Data listing START
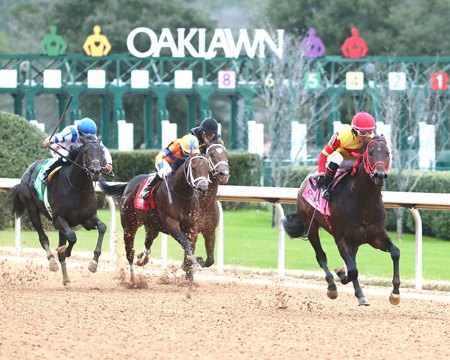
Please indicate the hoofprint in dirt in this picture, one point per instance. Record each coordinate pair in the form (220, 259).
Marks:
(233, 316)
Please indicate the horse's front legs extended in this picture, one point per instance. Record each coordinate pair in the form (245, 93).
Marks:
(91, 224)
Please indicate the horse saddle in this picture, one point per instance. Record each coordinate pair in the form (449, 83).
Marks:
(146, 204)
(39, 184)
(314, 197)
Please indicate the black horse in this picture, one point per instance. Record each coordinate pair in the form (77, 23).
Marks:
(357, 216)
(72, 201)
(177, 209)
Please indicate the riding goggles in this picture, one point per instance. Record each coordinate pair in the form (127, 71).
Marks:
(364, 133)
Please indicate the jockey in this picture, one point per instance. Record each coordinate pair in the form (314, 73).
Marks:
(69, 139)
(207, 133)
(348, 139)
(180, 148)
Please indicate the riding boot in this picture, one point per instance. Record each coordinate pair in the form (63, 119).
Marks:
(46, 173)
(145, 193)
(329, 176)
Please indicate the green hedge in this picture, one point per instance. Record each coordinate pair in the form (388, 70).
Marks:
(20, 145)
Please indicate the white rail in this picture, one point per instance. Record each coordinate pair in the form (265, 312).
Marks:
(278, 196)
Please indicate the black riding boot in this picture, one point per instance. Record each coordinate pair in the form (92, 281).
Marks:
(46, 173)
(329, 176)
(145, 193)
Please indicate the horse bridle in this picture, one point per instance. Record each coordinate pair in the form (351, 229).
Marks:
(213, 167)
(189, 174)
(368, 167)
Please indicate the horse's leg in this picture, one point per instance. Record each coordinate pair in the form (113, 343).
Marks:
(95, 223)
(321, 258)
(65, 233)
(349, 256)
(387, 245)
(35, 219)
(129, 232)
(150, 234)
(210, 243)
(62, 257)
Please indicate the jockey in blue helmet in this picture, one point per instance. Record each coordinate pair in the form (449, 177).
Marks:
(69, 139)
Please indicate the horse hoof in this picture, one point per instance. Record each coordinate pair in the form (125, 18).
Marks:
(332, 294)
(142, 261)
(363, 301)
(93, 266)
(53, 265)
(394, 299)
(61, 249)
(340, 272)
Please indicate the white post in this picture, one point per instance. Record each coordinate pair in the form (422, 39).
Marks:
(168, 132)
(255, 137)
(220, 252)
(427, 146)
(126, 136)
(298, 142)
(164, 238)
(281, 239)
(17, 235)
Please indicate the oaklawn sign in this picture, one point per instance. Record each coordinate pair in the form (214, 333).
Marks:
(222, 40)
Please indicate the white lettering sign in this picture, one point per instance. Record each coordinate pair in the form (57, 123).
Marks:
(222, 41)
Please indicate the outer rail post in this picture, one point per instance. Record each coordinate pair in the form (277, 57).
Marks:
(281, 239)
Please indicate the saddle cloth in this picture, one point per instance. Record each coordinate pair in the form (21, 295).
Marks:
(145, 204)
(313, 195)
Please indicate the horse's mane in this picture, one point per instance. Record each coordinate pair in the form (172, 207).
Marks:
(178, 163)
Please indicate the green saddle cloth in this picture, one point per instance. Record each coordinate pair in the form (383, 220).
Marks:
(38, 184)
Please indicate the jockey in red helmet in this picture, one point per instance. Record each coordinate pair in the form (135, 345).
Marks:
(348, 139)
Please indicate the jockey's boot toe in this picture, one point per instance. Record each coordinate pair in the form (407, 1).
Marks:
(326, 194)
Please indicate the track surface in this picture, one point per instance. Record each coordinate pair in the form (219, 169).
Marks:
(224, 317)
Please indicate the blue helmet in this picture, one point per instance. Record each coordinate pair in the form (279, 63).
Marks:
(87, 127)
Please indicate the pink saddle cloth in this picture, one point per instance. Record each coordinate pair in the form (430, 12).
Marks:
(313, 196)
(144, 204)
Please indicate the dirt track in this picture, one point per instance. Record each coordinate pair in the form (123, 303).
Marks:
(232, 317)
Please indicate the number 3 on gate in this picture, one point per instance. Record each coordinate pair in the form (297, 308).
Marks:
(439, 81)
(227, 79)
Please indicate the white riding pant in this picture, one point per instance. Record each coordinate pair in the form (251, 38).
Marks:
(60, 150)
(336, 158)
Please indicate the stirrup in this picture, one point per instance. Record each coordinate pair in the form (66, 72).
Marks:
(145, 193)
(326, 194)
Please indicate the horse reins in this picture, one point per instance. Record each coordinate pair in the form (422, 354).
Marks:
Data listing END
Exercise directions: Give the number of lines in the material above that contain the word "helmet", and add nothing.

Answer section: 3